GIVEN REQUEST ▸
Find each line in the data that contains the word "white" and copy those lines out in full.

EXTRACTED ENTRIES ▸
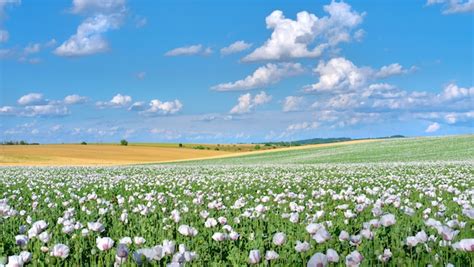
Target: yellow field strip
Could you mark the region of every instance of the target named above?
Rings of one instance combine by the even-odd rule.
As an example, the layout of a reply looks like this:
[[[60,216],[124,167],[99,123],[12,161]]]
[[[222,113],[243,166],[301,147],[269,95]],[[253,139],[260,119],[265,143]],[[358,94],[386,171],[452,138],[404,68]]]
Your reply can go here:
[[[210,156],[210,157],[202,157],[202,158],[192,158],[192,159],[178,159],[178,160],[160,161],[160,162],[156,162],[156,163],[173,163],[173,162],[178,163],[178,162],[195,161],[195,160],[232,158],[232,157],[241,157],[241,156],[257,155],[257,154],[272,153],[272,152],[281,152],[281,151],[289,151],[289,150],[301,150],[301,149],[309,149],[309,148],[331,147],[331,146],[339,146],[339,145],[351,145],[351,144],[368,143],[368,142],[378,142],[378,141],[381,141],[381,140],[380,140],[380,139],[363,139],[363,140],[353,140],[353,141],[335,142],[335,143],[327,143],[327,144],[315,144],[315,145],[282,147],[282,148],[268,149],[268,150],[262,150],[262,151],[249,151],[249,152],[229,153],[229,154],[227,154],[227,155]],[[155,162],[154,162],[154,163],[155,163]]]
[[[180,149],[156,146],[74,144],[0,146],[0,166],[116,166],[130,164],[173,163],[376,141],[379,140],[355,140],[329,144],[305,145],[263,151],[234,153],[215,150]]]

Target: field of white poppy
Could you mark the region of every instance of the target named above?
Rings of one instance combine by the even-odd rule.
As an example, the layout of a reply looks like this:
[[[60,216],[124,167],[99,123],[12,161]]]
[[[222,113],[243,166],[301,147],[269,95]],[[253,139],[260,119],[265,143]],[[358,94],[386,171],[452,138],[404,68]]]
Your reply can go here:
[[[0,169],[0,265],[473,266],[474,165]]]
[[[314,164],[474,160],[474,135],[343,142],[330,146],[269,151],[190,161],[186,164]]]

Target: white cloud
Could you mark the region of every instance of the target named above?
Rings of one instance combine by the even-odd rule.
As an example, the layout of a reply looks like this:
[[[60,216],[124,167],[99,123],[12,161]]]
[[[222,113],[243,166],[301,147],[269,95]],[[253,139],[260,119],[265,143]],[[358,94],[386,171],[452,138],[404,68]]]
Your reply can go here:
[[[414,69],[415,67],[410,68],[410,70]],[[370,80],[408,73],[410,70],[404,69],[398,63],[383,66],[380,70],[374,70],[370,67],[357,67],[350,60],[337,57],[328,62],[320,61],[313,70],[319,75],[319,81],[306,86],[304,90],[306,92],[354,90],[365,86]]]
[[[410,71],[414,71],[416,68],[411,67],[410,69],[404,69],[402,65],[398,63],[393,63],[387,66],[383,66],[380,70],[375,73],[375,77],[377,78],[387,78],[394,75],[406,74]]]
[[[318,18],[302,11],[296,20],[285,18],[280,10],[273,11],[265,19],[267,29],[273,29],[270,39],[242,60],[318,57],[325,48],[350,41],[351,31],[362,22],[363,15],[344,2],[332,1],[324,10],[329,16]]]
[[[474,87],[463,88],[454,83],[450,83],[444,88],[441,97],[445,100],[474,97]]]
[[[0,107],[0,115],[14,115],[15,109],[11,106]]]
[[[126,0],[73,0],[73,13],[112,13],[125,9]]]
[[[130,102],[132,102],[132,97],[128,95],[121,95],[117,94],[115,95],[112,100],[110,100],[110,103],[114,106],[126,106]]]
[[[272,96],[267,95],[267,93],[262,91],[259,94],[255,95],[255,97],[253,98],[253,103],[254,105],[258,106],[258,105],[266,104],[270,102],[271,100],[272,100]]]
[[[301,131],[301,130],[310,130],[310,129],[316,129],[318,128],[319,123],[317,122],[301,122],[301,123],[295,123],[295,124],[290,124],[288,128],[286,128],[287,132],[295,132],[295,131]]]
[[[153,114],[162,114],[169,115],[179,112],[183,108],[183,104],[177,99],[174,101],[162,102],[158,99],[153,99],[150,101],[150,108],[145,110],[143,114],[153,115]]]
[[[216,91],[236,91],[261,88],[279,82],[285,77],[303,73],[304,69],[299,63],[268,63],[259,67],[255,72],[243,80],[221,83],[213,86]]]
[[[135,102],[128,108],[128,110],[130,111],[141,111],[144,109],[145,109],[145,102],[143,101]]]
[[[30,93],[18,99],[18,104],[22,106],[46,104],[43,94]]]
[[[427,133],[434,133],[434,132],[438,131],[439,128],[441,128],[441,125],[439,125],[439,123],[437,123],[437,122],[434,122],[434,123],[428,125],[428,127],[427,127],[426,130],[425,130],[425,132],[427,132]]]
[[[252,44],[246,43],[245,41],[237,41],[235,43],[230,44],[227,47],[221,49],[222,55],[230,55],[238,52],[242,52],[244,50],[249,49]]]
[[[72,13],[87,17],[74,35],[54,50],[58,56],[87,56],[105,52],[109,44],[104,33],[118,29],[126,14],[125,0],[73,0]]]
[[[209,55],[212,54],[212,49],[207,47],[204,48],[203,45],[190,45],[184,47],[178,47],[172,49],[165,53],[165,56],[175,57],[175,56],[193,56],[193,55]]]
[[[302,96],[287,96],[283,101],[283,112],[301,110],[303,103],[304,98]]]
[[[104,107],[119,108],[119,107],[125,107],[129,105],[131,102],[132,102],[131,96],[117,94],[114,97],[112,97],[112,99],[108,102],[102,102],[102,101],[97,102],[96,106],[100,108],[104,108]]]
[[[244,114],[249,113],[256,106],[260,106],[270,102],[272,96],[267,95],[265,92],[260,92],[252,98],[250,93],[243,94],[237,99],[237,105],[235,105],[231,110],[231,114]]]
[[[66,105],[75,105],[75,104],[82,104],[87,101],[87,97],[80,96],[80,95],[68,95],[64,98],[64,104]]]
[[[61,117],[69,114],[65,106],[47,104],[41,106],[26,106],[20,114],[25,117]]]
[[[243,94],[239,96],[237,102],[237,105],[230,110],[231,114],[249,113],[252,107],[252,95],[250,95],[250,93]]]
[[[5,43],[10,38],[10,34],[6,30],[0,30],[0,43]]]
[[[443,14],[468,13],[474,11],[474,0],[428,0],[426,4],[443,4]]]
[[[76,34],[62,43],[54,50],[58,56],[86,56],[105,52],[109,49],[109,44],[103,33],[117,29],[122,20],[122,15],[95,15],[87,18],[77,28]]]

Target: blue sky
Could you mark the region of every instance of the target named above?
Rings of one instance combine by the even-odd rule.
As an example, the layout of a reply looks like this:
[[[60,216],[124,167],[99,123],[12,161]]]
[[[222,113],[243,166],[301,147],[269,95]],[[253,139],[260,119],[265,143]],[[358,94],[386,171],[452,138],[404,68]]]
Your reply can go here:
[[[0,0],[0,135],[473,132],[474,0]]]

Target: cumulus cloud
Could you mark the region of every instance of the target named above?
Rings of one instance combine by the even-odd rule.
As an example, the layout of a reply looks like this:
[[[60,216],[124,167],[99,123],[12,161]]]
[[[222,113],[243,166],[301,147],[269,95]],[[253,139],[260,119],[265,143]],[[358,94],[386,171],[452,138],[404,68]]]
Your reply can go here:
[[[310,130],[310,129],[316,129],[318,128],[319,123],[317,122],[300,122],[300,123],[295,123],[295,124],[290,124],[286,128],[286,131],[288,132],[295,132],[295,131],[301,131],[301,130]]]
[[[252,44],[245,41],[237,41],[221,49],[221,55],[230,55],[249,49]]]
[[[216,91],[251,90],[277,83],[285,77],[295,76],[303,72],[304,69],[299,63],[268,63],[256,69],[253,74],[245,77],[245,79],[221,83],[213,86],[212,89]]]
[[[442,4],[443,14],[468,13],[474,11],[474,0],[428,0],[427,5]]]
[[[73,13],[112,13],[122,11],[126,0],[73,0]]]
[[[193,56],[193,55],[210,55],[212,49],[210,47],[205,48],[201,44],[183,46],[172,49],[165,53],[165,56],[176,57],[176,56]]]
[[[245,114],[249,113],[253,108],[266,104],[272,100],[272,96],[267,95],[265,92],[260,92],[259,94],[252,97],[250,93],[243,94],[237,99],[237,105],[235,105],[231,110],[230,114]]]
[[[411,69],[414,69],[414,67]],[[370,80],[409,72],[398,63],[383,66],[380,70],[374,70],[370,67],[358,67],[343,57],[332,58],[328,62],[320,61],[313,71],[319,76],[319,81],[306,86],[304,88],[306,92],[354,90],[366,85]]]
[[[287,96],[283,101],[283,112],[301,110],[303,103],[304,98],[302,96]]]
[[[121,15],[99,14],[87,18],[77,28],[76,34],[54,50],[58,56],[86,56],[109,49],[109,44],[103,34],[111,29],[117,29],[121,24]]]
[[[99,101],[96,103],[96,106],[100,108],[104,107],[125,107],[128,106],[132,102],[132,97],[128,95],[116,94],[110,101],[102,102]]]
[[[375,77],[387,78],[394,75],[406,74],[410,71],[414,71],[415,69],[416,69],[415,67],[411,67],[410,69],[404,69],[402,65],[398,63],[393,63],[390,65],[381,67],[380,70],[377,71],[377,73],[375,73]]]
[[[273,11],[265,19],[267,29],[273,30],[270,39],[242,61],[319,57],[327,47],[350,41],[352,30],[363,20],[362,14],[344,2],[332,1],[324,11],[329,15],[321,18],[302,11],[296,20]]]
[[[61,117],[69,114],[65,106],[47,104],[39,106],[26,106],[20,114],[26,117]]]
[[[450,83],[444,88],[440,97],[446,100],[454,100],[454,99],[460,99],[464,97],[472,98],[474,97],[474,87],[463,88],[463,87],[457,86],[454,83]]]
[[[66,105],[82,104],[87,101],[87,97],[73,94],[66,96],[63,101]]]
[[[434,132],[438,131],[439,128],[441,128],[441,125],[439,125],[439,123],[437,123],[437,122],[434,122],[434,123],[428,125],[428,127],[427,127],[426,130],[425,130],[425,132],[427,132],[427,133],[434,133]]]
[[[47,101],[43,98],[43,94],[30,93],[30,94],[20,97],[17,102],[19,105],[27,106],[27,105],[46,104]]]
[[[11,106],[0,107],[0,115],[14,115],[14,114],[15,114],[15,108]]]
[[[158,99],[153,99],[150,101],[149,109],[147,109],[144,113],[147,115],[152,114],[175,114],[179,112],[183,108],[183,104],[177,99],[174,101],[165,101],[162,102]]]
[[[144,110],[145,108],[146,108],[145,102],[139,101],[139,102],[133,103],[133,104],[128,108],[128,110],[130,110],[130,111],[142,111],[142,110]]]
[[[118,29],[125,16],[125,0],[73,0],[72,12],[87,14],[76,33],[54,50],[58,56],[87,56],[105,52],[104,33]]]
[[[338,57],[319,62],[314,72],[319,75],[319,81],[307,86],[305,91],[327,91],[334,89],[354,89],[364,85],[372,70],[367,67],[359,68],[351,61]]]

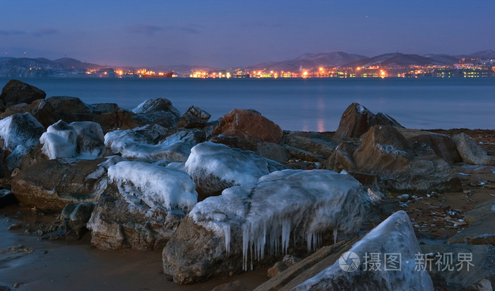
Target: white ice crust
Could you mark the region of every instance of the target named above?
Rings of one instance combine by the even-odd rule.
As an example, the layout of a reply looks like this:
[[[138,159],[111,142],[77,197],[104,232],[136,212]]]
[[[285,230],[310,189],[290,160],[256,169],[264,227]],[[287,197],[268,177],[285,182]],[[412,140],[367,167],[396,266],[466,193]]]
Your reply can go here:
[[[42,152],[50,159],[76,158],[94,159],[105,153],[103,131],[92,121],[78,121],[69,124],[63,120],[48,127],[40,137]]]
[[[154,127],[144,127],[134,130],[115,130],[105,135],[105,144],[117,154],[127,159],[146,160],[169,160],[185,161],[191,148],[197,143],[192,132],[180,132],[154,144],[148,135],[140,135],[142,131],[156,131]],[[154,132],[151,137],[155,137]]]
[[[251,261],[262,259],[267,243],[272,253],[286,253],[291,237],[297,237],[311,250],[322,232],[356,232],[363,215],[363,189],[350,175],[332,171],[278,171],[261,177],[253,188],[235,186],[209,197],[189,215],[224,236],[228,254],[231,229],[242,229],[246,270],[248,250]]]
[[[191,149],[185,170],[192,177],[212,176],[233,185],[252,187],[260,177],[270,172],[269,163],[252,152],[203,142]]]
[[[424,270],[415,270],[415,255],[420,253],[421,250],[410,219],[403,210],[390,215],[354,244],[349,251],[357,254],[361,260],[357,270],[346,272],[340,268],[337,260],[293,290],[332,290],[336,285],[345,286],[349,290],[373,290],[377,283],[380,290],[433,290],[428,273]],[[372,253],[381,254],[381,267],[379,270],[365,270],[364,257],[366,253],[369,256]],[[400,253],[401,270],[385,270],[385,253]]]
[[[156,208],[187,211],[197,202],[196,185],[185,173],[141,161],[121,161],[108,168],[109,183],[115,183],[129,205],[142,203],[150,215]]]

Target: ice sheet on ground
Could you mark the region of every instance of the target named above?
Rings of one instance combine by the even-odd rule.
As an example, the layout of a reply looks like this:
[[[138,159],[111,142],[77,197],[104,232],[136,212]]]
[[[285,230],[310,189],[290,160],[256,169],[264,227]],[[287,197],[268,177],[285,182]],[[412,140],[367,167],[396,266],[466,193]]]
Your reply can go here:
[[[59,120],[40,137],[41,150],[50,159],[100,158],[105,153],[103,140],[101,126],[92,121],[67,124]]]
[[[163,142],[155,143],[159,132],[156,127],[115,130],[105,135],[105,144],[114,153],[120,153],[128,159],[185,161],[191,148],[197,144],[194,133],[190,131],[177,132]]]
[[[225,237],[227,253],[231,229],[242,229],[247,269],[248,249],[252,258],[260,259],[267,248],[271,253],[286,253],[291,237],[301,238],[311,250],[322,232],[356,232],[363,218],[360,196],[364,191],[350,175],[328,170],[278,171],[261,177],[253,188],[235,186],[199,202],[190,215]]]
[[[421,268],[417,269],[417,255],[421,253],[421,249],[411,221],[404,211],[390,215],[354,244],[349,251],[356,254],[360,260],[356,270],[344,270],[341,266],[346,268],[357,262],[350,256],[346,259],[341,257],[335,263],[294,290],[334,290],[342,286],[345,286],[346,290],[433,290],[428,273]],[[371,258],[373,253],[378,254],[378,258]],[[389,259],[395,258],[395,263],[385,259],[385,253],[389,254]],[[390,256],[399,254],[398,258]],[[369,263],[365,263],[365,260]],[[378,260],[380,265],[371,264]],[[385,266],[388,270],[385,270]],[[391,270],[396,268],[400,268],[400,270]]]
[[[196,185],[184,172],[141,161],[121,161],[108,169],[109,183],[115,183],[129,205],[145,204],[152,213],[163,210],[190,210],[197,202]]]
[[[245,187],[254,186],[262,176],[285,168],[253,152],[213,142],[194,146],[185,163],[186,173],[193,178],[212,176]]]

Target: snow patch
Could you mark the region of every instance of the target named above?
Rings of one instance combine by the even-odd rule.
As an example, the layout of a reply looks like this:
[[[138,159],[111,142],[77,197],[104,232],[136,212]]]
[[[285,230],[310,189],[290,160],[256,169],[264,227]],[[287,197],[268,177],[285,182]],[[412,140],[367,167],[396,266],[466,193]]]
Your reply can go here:
[[[378,147],[380,152],[384,152],[385,154],[391,154],[395,155],[407,154],[406,152],[397,149],[392,144],[376,144],[376,147]]]
[[[320,243],[323,232],[333,229],[337,236],[337,230],[358,231],[363,215],[362,192],[349,175],[328,170],[278,171],[261,177],[252,188],[234,186],[199,202],[190,216],[224,236],[228,253],[231,230],[242,229],[247,270],[248,252],[251,261],[262,259],[268,243],[270,253],[286,253],[291,234],[299,241],[305,240],[311,251]]]
[[[197,202],[196,185],[184,172],[141,161],[121,161],[108,169],[109,183],[115,183],[131,205],[187,211]]]

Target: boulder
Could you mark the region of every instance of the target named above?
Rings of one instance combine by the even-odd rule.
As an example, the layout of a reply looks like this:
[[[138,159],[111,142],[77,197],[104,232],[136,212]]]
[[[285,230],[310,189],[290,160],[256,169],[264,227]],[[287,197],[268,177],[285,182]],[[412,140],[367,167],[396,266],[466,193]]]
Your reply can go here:
[[[209,113],[193,105],[179,118],[177,126],[185,128],[203,128],[211,117]]]
[[[164,98],[146,100],[132,110],[132,112],[136,114],[147,114],[160,111],[169,112],[173,114],[176,118],[179,118],[180,116],[180,113],[172,105],[172,102]]]
[[[62,231],[66,238],[80,239],[88,229],[86,223],[95,208],[94,202],[68,203],[62,211]]]
[[[386,114],[378,113],[375,115],[362,105],[354,103],[349,105],[342,113],[334,138],[342,139],[348,137],[359,137],[370,127],[375,125],[402,127]]]
[[[185,164],[200,200],[234,186],[252,186],[262,176],[284,169],[287,167],[253,152],[213,142],[194,146]]]
[[[36,99],[45,99],[47,93],[34,86],[18,80],[10,80],[0,93],[0,100],[6,106],[19,103],[30,103]]]
[[[108,179],[87,224],[99,249],[161,249],[197,201],[187,174],[147,163],[118,163]]]
[[[43,125],[28,113],[16,113],[0,120],[2,148],[11,152],[6,159],[8,171],[19,166],[23,156],[35,148],[44,131]]]
[[[452,137],[462,161],[472,165],[495,165],[495,156],[489,156],[477,142],[462,132]]]
[[[284,134],[281,144],[294,159],[312,161],[326,160],[337,147],[332,139],[320,132],[311,132]]]
[[[449,164],[461,161],[455,144],[446,135],[406,128],[398,128],[398,131],[412,147],[429,147]]]
[[[164,273],[180,284],[202,282],[353,236],[363,219],[363,192],[350,176],[326,170],[279,171],[254,188],[226,189],[179,225],[163,249]]]
[[[12,191],[8,189],[0,190],[0,208],[18,202]]]
[[[77,97],[55,96],[47,99],[60,119],[67,123],[74,121],[93,121],[93,106]]]
[[[352,159],[355,169],[344,170],[378,175],[384,187],[391,191],[462,189],[458,174],[448,163],[427,144],[409,144],[397,127],[371,127]],[[343,166],[345,164],[337,166]]]
[[[428,273],[416,269],[420,251],[409,217],[398,211],[334,263],[292,290],[433,290]]]
[[[448,239],[449,244],[491,244],[495,246],[495,199],[476,205],[464,213],[469,227]]]
[[[470,287],[483,280],[495,283],[495,247],[463,244],[421,244],[424,261],[429,261],[426,270],[445,290],[478,290]]]
[[[252,110],[234,109],[222,117],[213,135],[253,137],[262,142],[280,143],[282,131],[273,121]]]
[[[115,130],[105,135],[105,144],[115,154],[128,159],[186,161],[191,148],[198,143],[196,132],[184,130],[156,142],[166,132],[155,125],[134,130]]]
[[[107,186],[100,165],[105,161],[59,159],[37,163],[14,176],[12,192],[21,204],[43,211],[62,211],[69,202],[95,202]]]
[[[0,115],[0,118],[5,118],[16,113],[25,113],[26,112],[36,118],[45,128],[48,127],[60,119],[58,113],[55,112],[50,103],[45,99],[37,99],[30,104],[19,103],[8,107],[5,110],[5,112]]]
[[[99,124],[63,120],[50,125],[40,138],[42,152],[50,159],[57,158],[98,159],[105,154],[103,132]]]

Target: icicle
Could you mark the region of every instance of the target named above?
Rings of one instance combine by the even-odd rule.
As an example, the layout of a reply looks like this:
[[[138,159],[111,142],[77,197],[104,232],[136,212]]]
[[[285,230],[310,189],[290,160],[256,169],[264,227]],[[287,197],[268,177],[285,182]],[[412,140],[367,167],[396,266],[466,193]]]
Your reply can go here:
[[[282,254],[287,254],[289,240],[291,238],[291,219],[285,218],[282,220]]]
[[[249,244],[249,225],[243,224],[243,270],[248,270],[248,247]]]
[[[223,236],[225,236],[225,249],[227,256],[231,253],[231,224],[223,225]]]

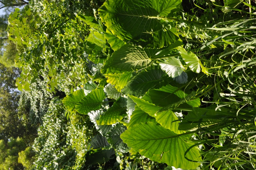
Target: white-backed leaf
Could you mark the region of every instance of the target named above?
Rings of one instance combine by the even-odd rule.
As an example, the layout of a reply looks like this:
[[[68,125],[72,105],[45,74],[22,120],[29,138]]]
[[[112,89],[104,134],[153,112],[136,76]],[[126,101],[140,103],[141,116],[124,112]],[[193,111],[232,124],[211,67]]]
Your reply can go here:
[[[76,90],[64,98],[62,103],[67,110],[72,112],[76,104],[84,97],[85,93],[83,89]]]
[[[181,74],[185,69],[179,60],[174,57],[163,59],[157,63],[159,63],[162,70],[173,78]]]
[[[175,15],[181,3],[181,0],[108,0],[98,11],[105,25],[121,40],[161,48],[179,39],[177,29],[170,28],[165,18]]]
[[[190,70],[195,72],[199,73],[201,70],[200,65],[199,59],[197,55],[191,51],[187,52],[185,49],[181,47],[178,47],[176,48],[180,52],[183,60],[189,67]]]
[[[158,88],[168,84],[172,80],[171,78],[158,66],[153,66],[135,76],[122,89],[122,92],[126,95],[143,96],[150,89]]]
[[[103,88],[94,89],[76,104],[75,111],[80,114],[87,115],[91,111],[99,109],[105,98]]]
[[[88,114],[90,120],[93,123],[96,129],[103,136],[105,136],[112,129],[112,125],[99,125],[97,124],[97,120],[100,118],[100,116],[103,114],[101,110],[92,111]]]
[[[117,100],[122,95],[111,84],[108,84],[104,88],[104,91],[109,97]]]

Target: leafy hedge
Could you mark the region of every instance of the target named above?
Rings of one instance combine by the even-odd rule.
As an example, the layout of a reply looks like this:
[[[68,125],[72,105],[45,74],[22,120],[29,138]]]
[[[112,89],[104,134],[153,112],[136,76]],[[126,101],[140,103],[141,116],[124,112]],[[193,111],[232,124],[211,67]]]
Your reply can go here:
[[[16,10],[18,89],[44,75],[40,88],[66,95],[43,116],[35,169],[253,169],[255,4],[214,1]]]

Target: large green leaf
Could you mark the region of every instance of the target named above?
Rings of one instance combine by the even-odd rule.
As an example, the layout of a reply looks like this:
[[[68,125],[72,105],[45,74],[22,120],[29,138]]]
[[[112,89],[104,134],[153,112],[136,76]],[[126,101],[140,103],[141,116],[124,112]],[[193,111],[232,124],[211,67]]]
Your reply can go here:
[[[224,12],[231,11],[231,10],[229,9],[229,8],[235,8],[240,3],[240,0],[224,0],[223,1],[224,7],[221,9]]]
[[[177,102],[180,100],[180,98],[174,94],[159,91],[156,89],[150,90],[142,98],[150,103],[154,103],[157,106],[165,107],[170,103]],[[191,107],[186,103],[181,104],[180,107],[191,108]]]
[[[101,70],[104,74],[134,71],[149,66],[152,60],[172,56],[172,49],[183,45],[180,41],[165,49],[142,49],[128,44],[115,52],[108,58]]]
[[[107,162],[110,159],[111,156],[115,154],[115,149],[111,148],[108,150],[97,150],[86,153],[85,160],[86,164],[91,165],[101,164]]]
[[[90,120],[93,123],[96,129],[103,136],[105,135],[112,129],[112,125],[99,125],[97,124],[97,120],[100,118],[101,115],[103,114],[103,112],[101,110],[92,111],[88,114]]]
[[[136,103],[142,111],[147,113],[150,116],[155,118],[156,122],[165,128],[170,130],[176,133],[181,133],[182,132],[178,130],[179,123],[177,116],[171,110],[156,113],[162,107],[156,106],[142,99],[132,96],[130,97]],[[173,122],[174,121],[175,121]]]
[[[179,10],[181,2],[108,0],[98,9],[99,14],[108,29],[121,40],[161,48],[179,39],[176,29],[170,28],[165,19]]]
[[[107,94],[108,97],[117,100],[121,96],[121,94],[113,87],[111,84],[108,84],[104,88],[104,91]]]
[[[128,114],[131,115],[134,111],[136,103],[133,102],[133,100],[129,97],[127,98],[127,105],[126,107]]]
[[[194,108],[192,111],[188,112],[187,115],[180,123],[178,129],[183,131],[195,130],[199,127],[203,128],[219,123],[221,120],[214,118],[219,112],[215,111],[212,107]]]
[[[110,83],[114,86],[116,86],[121,75],[121,73],[113,73],[105,75],[106,77],[107,78],[107,82]]]
[[[87,24],[89,25],[91,27],[95,29],[97,29],[99,26],[99,23],[98,22],[95,17],[92,16],[87,16],[84,15],[78,14],[76,17],[85,22]]]
[[[132,72],[127,72],[122,74],[120,78],[118,81],[118,84],[116,88],[118,91],[120,92],[121,90],[126,85],[129,80],[132,77]]]
[[[119,49],[125,44],[124,42],[114,35],[111,31],[107,29],[105,33],[105,38],[107,39],[107,42],[110,45],[111,48],[114,51]]]
[[[128,81],[132,76],[131,72],[123,73],[109,73],[105,75],[107,78],[107,82],[110,83],[119,92],[126,85]]]
[[[199,59],[197,55],[191,51],[187,52],[184,48],[178,47],[176,48],[180,52],[182,58],[191,70],[199,73],[201,70]]]
[[[108,109],[105,114],[101,116],[100,119],[97,121],[99,125],[109,125],[117,122],[118,120],[121,120],[124,116],[126,115],[125,107],[123,100],[126,99],[121,98],[113,105]]]
[[[156,89],[156,90],[168,93],[170,93],[170,96],[172,94],[175,94],[181,99],[184,98],[188,95],[183,91],[179,89],[178,87],[172,86],[170,85],[162,86],[159,89]],[[200,101],[200,99],[197,99],[195,100],[187,101],[186,102],[192,107],[199,107],[199,106],[201,105]]]
[[[181,62],[174,57],[163,59],[157,63],[161,69],[171,77],[179,76],[185,69]]]
[[[104,147],[109,145],[106,137],[100,134],[93,136],[91,139],[90,143],[90,149],[93,147],[94,149]]]
[[[199,151],[187,142],[189,135],[178,135],[153,123],[136,124],[121,135],[128,146],[151,160],[183,169],[195,169],[201,161]],[[186,153],[185,153],[187,151]]]
[[[125,95],[139,97],[144,95],[150,89],[158,88],[166,85],[172,79],[159,66],[154,65],[134,76],[128,82],[122,92]]]
[[[84,97],[83,89],[76,90],[64,98],[62,100],[62,103],[67,110],[72,112],[75,107],[76,103]]]
[[[105,98],[103,88],[94,89],[76,104],[75,111],[80,114],[87,115],[90,111],[99,109]]]
[[[127,128],[122,124],[118,123],[106,135],[108,142],[118,152],[125,153],[130,150],[129,147],[123,142],[120,137],[120,135]]]
[[[101,48],[103,47],[106,44],[104,35],[96,31],[90,33],[87,40]]]
[[[150,116],[148,113],[143,111],[137,106],[136,106],[135,110],[131,116],[130,122],[127,124],[126,127],[129,128],[136,124],[148,122],[152,122],[155,124],[157,124],[155,118]]]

ANSWER FOR THIS EXERCISE ▸
Target: field of white poppy
Target: white cloud
Target: white ice crust
Target: white-backed leaf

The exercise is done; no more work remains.